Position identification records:
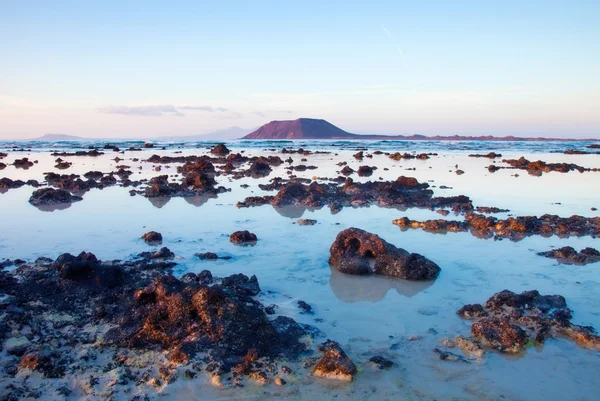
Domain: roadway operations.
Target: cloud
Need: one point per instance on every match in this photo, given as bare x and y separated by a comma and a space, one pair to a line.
147, 111
265, 113
161, 110
199, 108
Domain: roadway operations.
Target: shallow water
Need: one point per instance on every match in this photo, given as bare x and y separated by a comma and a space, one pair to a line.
367, 315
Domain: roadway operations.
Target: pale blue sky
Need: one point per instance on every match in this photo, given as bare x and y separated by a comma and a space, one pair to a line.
136, 69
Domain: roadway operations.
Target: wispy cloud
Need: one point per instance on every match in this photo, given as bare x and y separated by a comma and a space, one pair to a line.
147, 111
159, 110
267, 112
397, 45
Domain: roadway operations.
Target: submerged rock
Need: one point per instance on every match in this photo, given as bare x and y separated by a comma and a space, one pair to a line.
243, 237
514, 228
211, 256
499, 333
508, 321
334, 364
381, 362
152, 238
356, 251
220, 150
51, 196
569, 255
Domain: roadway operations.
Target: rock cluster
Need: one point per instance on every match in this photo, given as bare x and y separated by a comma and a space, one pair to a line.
508, 321
569, 255
514, 228
356, 251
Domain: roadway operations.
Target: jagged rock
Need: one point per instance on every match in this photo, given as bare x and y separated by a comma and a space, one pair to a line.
51, 196
152, 238
220, 150
243, 237
335, 364
569, 255
356, 251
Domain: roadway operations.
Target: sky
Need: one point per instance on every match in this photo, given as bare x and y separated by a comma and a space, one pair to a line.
144, 69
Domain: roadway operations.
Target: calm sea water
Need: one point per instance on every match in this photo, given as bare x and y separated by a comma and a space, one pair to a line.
367, 315
424, 146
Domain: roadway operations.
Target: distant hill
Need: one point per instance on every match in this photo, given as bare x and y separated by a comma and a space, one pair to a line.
310, 128
58, 137
302, 128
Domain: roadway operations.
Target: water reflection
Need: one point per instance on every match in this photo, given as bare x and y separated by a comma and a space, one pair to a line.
52, 208
292, 212
350, 288
160, 201
198, 200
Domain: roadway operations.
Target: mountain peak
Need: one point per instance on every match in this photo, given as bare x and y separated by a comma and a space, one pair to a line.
302, 128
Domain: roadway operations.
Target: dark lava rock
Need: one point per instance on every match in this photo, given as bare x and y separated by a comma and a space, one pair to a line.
381, 362
355, 251
48, 364
365, 171
538, 167
211, 256
568, 255
258, 169
152, 238
448, 356
51, 196
22, 163
514, 228
243, 237
404, 192
148, 309
507, 321
7, 183
498, 333
491, 155
94, 175
347, 170
220, 150
162, 253
335, 364
472, 311
306, 308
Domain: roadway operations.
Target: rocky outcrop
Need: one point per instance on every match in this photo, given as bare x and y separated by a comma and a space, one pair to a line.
538, 167
568, 255
334, 364
508, 321
355, 251
404, 192
51, 196
220, 150
243, 238
513, 228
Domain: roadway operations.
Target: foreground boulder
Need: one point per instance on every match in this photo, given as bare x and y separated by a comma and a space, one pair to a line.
51, 196
356, 251
508, 321
156, 323
335, 364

To be done: Copy the listing word for word, excluding its pictures.

Exercise response:
Domain: roadway operations.
Target: cloud
Need: one point per instance on every match in this photo, given as bare x and y separated by a comma and a space, one pair to a line.
147, 111
265, 113
161, 110
199, 108
Domain: roadway operations.
Target: shallow water
Need: one point per instance on every match in this photo, given as bare x and y separated by a comma and a space, one pair to a line.
367, 315
Domain: roadway operations.
Target: pale blue sky
Need: one point per instance on every match in this photo, given as bare x and y separated by a comma and a space, one pair to a line.
136, 69
Domain: roadway operations.
Target: wispy cloud
Need: one point per instance on every match in this photo, given as bare x and y separated by a comma and a space, one pair to a line.
147, 111
159, 110
267, 112
397, 45
Domain: roadway operations.
Target: submerged rock
Need: one point per instance on every match in this photo, given as bare x and y separated by a comma and a space, one pair to a line.
243, 237
514, 228
211, 256
499, 333
508, 321
334, 364
381, 362
152, 238
356, 251
220, 150
51, 196
569, 255
Domain: roadway operations.
Target: rock cluster
Need: one point per instance on every match in this photo, given as bare x and y separated by a comma and a space, one pair to a line.
508, 321
569, 255
514, 228
356, 251
Domain: roadway operations.
Target: jagged rock
Need: one point per instance on every match in this photo, given as bare x and y separated by a comma and a space, one pair to a line.
51, 196
152, 238
220, 150
243, 237
335, 364
569, 255
356, 251
Domain: roadway operations.
Target: sky
Need: one point per instance on every match in this photo, given as bare x and y separated by a comma and a space, one pair to a line.
144, 69
Domain: roadway operations.
Target: calm sea water
Need: one point per instance on every match in this photo, given as bare x and y separated by a comma and a space, one pair to a line.
367, 315
424, 146
Domain: roadway operations.
Target: distant hill
Need: one point per instance on every match in this photo, given as bare x and y separated by a comma and a space, one pair to a line.
310, 128
58, 137
302, 128
Domain: roadway operations.
Target: water reflection
Need: one point per instance on every match in this photo, given as bare x and y separated by a comma and a space, one pair to a line.
52, 208
292, 212
350, 288
160, 201
198, 200
Domain: roadway operations.
Target: mountain peak
Need: one point per instance on every match in this photo, given as bare x and y separated by a comma and a space, one pair to a line.
302, 128
Domain: roadway operations.
Target: dark lava rock
Need: one point per instance on every match in this photo, given as bare x and y separated by a comma and a space, one pair to a line.
381, 362
355, 251
48, 364
365, 171
538, 167
211, 256
568, 255
258, 169
152, 238
448, 356
51, 196
22, 163
514, 228
243, 237
404, 192
148, 309
507, 321
7, 183
498, 333
491, 155
94, 175
347, 170
220, 150
162, 253
335, 364
472, 311
306, 308
Domain: roadway operations.
Target: rocky outcrop
Need: one point per instance on every match in this photo, given as bare x and y separated by a comma and a space, one pair to a line.
538, 167
568, 255
334, 364
508, 321
355, 251
404, 192
51, 196
220, 150
243, 238
513, 228
Domain: roadway operations.
Target: foreground boulder
Need: one point per instance on every match in this photo, given as bare x and y separated by a comma and a space, one pair to a line.
51, 196
356, 251
508, 321
156, 323
335, 364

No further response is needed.